··· Provided information

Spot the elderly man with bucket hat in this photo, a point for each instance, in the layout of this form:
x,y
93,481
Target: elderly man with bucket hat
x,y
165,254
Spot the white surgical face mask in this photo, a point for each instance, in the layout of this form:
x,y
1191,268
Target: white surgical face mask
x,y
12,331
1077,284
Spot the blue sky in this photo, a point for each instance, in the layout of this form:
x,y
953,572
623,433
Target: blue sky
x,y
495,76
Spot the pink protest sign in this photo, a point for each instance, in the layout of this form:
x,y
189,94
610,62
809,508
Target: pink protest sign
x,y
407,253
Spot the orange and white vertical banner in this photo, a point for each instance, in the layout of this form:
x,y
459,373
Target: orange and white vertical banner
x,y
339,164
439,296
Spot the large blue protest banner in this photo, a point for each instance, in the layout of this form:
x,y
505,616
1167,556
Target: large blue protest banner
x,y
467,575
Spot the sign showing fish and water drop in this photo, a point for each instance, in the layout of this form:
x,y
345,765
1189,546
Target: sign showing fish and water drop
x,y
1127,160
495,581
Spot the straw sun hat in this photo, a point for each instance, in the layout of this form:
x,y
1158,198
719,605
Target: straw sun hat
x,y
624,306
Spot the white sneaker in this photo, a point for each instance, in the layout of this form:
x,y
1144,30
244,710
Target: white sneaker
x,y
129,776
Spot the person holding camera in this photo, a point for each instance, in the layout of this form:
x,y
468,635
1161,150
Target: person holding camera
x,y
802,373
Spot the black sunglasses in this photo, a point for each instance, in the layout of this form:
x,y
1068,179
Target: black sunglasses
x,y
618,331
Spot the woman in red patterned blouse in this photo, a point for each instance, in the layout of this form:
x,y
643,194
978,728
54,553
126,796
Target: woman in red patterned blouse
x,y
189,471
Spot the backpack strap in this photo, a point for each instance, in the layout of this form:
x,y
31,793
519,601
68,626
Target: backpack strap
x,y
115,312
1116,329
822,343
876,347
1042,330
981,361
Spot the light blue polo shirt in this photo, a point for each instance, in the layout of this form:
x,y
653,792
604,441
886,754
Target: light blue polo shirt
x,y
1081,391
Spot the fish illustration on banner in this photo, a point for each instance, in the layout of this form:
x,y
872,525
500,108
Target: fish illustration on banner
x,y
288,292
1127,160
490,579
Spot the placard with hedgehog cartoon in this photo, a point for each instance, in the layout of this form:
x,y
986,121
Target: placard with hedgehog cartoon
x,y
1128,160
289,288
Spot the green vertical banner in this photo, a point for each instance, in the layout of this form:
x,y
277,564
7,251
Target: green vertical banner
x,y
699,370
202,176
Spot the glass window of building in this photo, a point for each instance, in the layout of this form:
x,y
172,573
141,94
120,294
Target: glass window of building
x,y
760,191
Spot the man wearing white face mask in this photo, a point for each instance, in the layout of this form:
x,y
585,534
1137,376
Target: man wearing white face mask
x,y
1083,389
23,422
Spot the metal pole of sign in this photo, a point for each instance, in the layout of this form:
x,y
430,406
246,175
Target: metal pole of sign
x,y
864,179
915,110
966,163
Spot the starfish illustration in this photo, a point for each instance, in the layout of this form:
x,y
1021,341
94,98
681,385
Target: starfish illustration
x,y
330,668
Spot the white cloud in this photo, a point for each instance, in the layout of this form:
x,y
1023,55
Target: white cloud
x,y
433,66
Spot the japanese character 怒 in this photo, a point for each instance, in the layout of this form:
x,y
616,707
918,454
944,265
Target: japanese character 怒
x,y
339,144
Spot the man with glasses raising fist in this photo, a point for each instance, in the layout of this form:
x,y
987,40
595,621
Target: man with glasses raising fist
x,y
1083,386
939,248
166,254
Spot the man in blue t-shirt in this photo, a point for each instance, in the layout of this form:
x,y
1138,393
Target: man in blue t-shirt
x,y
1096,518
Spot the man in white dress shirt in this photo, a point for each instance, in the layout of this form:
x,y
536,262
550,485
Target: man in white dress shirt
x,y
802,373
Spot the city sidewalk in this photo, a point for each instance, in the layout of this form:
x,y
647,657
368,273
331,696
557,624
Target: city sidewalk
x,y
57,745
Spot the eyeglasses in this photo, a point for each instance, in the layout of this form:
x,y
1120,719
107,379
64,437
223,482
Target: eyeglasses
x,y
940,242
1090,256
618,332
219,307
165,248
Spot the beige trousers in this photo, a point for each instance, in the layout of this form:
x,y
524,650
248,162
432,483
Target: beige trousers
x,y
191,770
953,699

······

Transcribe the whole listing exactly.

### Response to the exercise
Spot the elderly man with bucket hat in this photo, a point for each instance, in the layout of this form:
x,y
93,481
Target: elderly man with bucket hat
x,y
165,254
Spot the white surgical face mask in this photo, a point for each instance, in the layout of this form:
x,y
1191,268
Target: white surgical face mask
x,y
12,331
1077,284
Spot the blue sky in this photo, a point for each instance, in the layout of this form:
x,y
953,572
623,433
Target: blue sky
x,y
495,76
Spot the pink protest sign in this photo, a point for each instance, in the layout of this form:
x,y
189,94
610,62
809,508
Target: pink protest sign
x,y
407,253
Spot the orange and white vertical banner in this photo, a point for each instance, in the layout of this form:
x,y
459,373
Target: orange and white vertical banner
x,y
339,164
439,296
Spot the large blue protest banner in this photo, a point for each instance, in the layout of this form:
x,y
505,616
1167,556
Target: large blue protest banner
x,y
467,575
Spot the sign showing fish and water drop in this photo, a point for each instance, in the layout of this form:
x,y
345,765
1189,546
Target: sign showing fish and water drop
x,y
1127,160
495,581
Spot the straw sun hat in this photo, a point for each instance, in the layout of this form:
x,y
1158,198
719,605
Target: straw sun hat
x,y
624,306
Spot the white sneaker in this photo, a point for each instance, in the layout of this form:
x,y
1144,30
244,710
Target: white sneaker
x,y
129,776
Spot the person holding camera in this photo, a point for each instance, in the layout of this form:
x,y
468,635
1161,150
Target: person holding camera
x,y
802,373
Spot the black sunglasses in this photo, a point for each instance, in the layout of this form:
x,y
1068,179
Target: black sunglasses
x,y
618,331
Spot the woman in red patterned blouse in this photo, a point for each instance, in the layout of this form:
x,y
643,194
978,728
54,553
126,796
Target: woman in red patterned blouse
x,y
189,471
Spot the backpack strap in this photo, a point for each instance, in the layout of this form:
x,y
31,793
519,601
68,626
Target: backpack strap
x,y
115,312
1116,329
822,343
876,347
1042,330
981,361
Spot the light blue polo shirt in this photo, a point for each instance, in the layout of this form:
x,y
653,792
604,441
886,754
Target: light blue polo shirt
x,y
1081,391
Spot the fish illustration on banner in this photo, a point for each instance, in the layout of this form:
x,y
872,525
500,108
Target: fish illustration on banner
x,y
288,292
1127,160
490,579
Spot the placard with hedgehog cartoon in this photo, a point for each instance, in the layout of this form:
x,y
986,121
Target: placard with hedgehog cartoon
x,y
1128,160
289,288
Spot the green vertical banner in this photo, a point for each instance, in the layout of this form:
x,y
277,564
7,251
Target: green vertical banner
x,y
699,370
202,176
Spot the glass window of building in this photo, a point for each instance, in the layout of this form:
x,y
172,573
141,94
120,294
Target: glass window of building
x,y
760,191
Spot the man wearing white face mask in this photo, a point for each instance, in the layout of this form:
x,y
585,534
1137,376
Target: man wearing white face mask
x,y
1083,389
23,422
Spot the metal pole of sign in this photo, a point for each instance, in the layout of this form:
x,y
430,406
246,175
Target: metal pole of sign
x,y
864,179
915,110
966,163
Spot the starfish illustration in this photo, a point for each instance, in the layout of this form:
x,y
1021,341
94,98
681,385
Target: starfish illustration
x,y
330,668
Spot the white cloud in this photo, a point for each instance, in the layout of this form:
x,y
1023,55
Target: white cloud
x,y
433,66
Spot the japanese character 怒 in this photo, a point for each instance, in the layout of this form:
x,y
616,707
918,454
944,265
Target: japanese character 怒
x,y
339,144
Spot the man with glasses raising fist in this photo, a point for each instance, in the layout of this form:
x,y
987,40
595,621
Target: man with glasses raising fist
x,y
1083,386
939,248
166,254
Spot the man in blue t-shirt in this photo, a point for each instance, in the layout of this form:
x,y
1138,393
Target: man in blue t-shirt
x,y
1096,518
Spot the man in white dress shirt in this photo, a point for each instance, in the layout of this form:
x,y
536,262
550,485
Target: man in white dress shirt
x,y
802,373
Spot the city sidewalk in this photo, a point for each instance, in the layout of this form:
x,y
647,657
368,273
331,696
557,624
Target: city sidewalk
x,y
57,745
Spot the eyeglasses in this photo, a point for each instance, in the layout of this form:
x,y
1120,719
107,379
64,437
223,482
Target: eyeglasses
x,y
940,242
1090,256
618,332
219,307
165,248
Spot the beige trousers in this photo, a point for each instance, in the layout of this form:
x,y
524,650
248,162
432,483
Target: beige trousers
x,y
191,770
953,699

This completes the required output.